- [Work instruction]:
Where a line below contains "instance", count it. Reply with the total only.

──────── Records for this task ────────

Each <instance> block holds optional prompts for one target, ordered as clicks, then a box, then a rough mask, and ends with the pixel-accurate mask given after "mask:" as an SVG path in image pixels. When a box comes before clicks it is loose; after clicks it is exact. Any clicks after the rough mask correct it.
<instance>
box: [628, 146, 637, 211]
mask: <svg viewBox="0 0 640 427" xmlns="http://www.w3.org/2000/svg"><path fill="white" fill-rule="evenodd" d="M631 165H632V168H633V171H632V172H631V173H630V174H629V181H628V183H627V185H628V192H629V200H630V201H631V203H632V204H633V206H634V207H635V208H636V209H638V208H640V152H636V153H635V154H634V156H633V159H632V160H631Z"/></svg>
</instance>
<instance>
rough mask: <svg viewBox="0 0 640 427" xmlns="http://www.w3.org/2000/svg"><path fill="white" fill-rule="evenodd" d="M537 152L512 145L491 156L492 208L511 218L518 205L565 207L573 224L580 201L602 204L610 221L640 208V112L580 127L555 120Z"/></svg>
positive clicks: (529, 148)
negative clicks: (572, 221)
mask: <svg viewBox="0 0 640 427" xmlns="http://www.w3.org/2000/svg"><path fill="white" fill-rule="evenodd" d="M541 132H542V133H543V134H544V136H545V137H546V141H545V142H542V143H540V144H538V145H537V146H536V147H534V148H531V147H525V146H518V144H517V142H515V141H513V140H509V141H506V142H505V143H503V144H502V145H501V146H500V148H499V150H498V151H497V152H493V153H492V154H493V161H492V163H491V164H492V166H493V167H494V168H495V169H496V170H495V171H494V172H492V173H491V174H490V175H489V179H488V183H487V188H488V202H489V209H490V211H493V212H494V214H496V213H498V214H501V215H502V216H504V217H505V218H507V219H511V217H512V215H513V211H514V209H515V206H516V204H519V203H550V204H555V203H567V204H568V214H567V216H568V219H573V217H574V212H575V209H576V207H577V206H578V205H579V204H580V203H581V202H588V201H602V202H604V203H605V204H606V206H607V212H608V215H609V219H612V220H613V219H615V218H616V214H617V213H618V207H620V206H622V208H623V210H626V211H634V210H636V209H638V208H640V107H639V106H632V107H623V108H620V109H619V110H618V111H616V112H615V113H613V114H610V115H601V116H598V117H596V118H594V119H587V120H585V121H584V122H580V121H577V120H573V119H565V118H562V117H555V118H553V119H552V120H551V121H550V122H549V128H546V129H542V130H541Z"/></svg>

────────

- [Completed task]:
4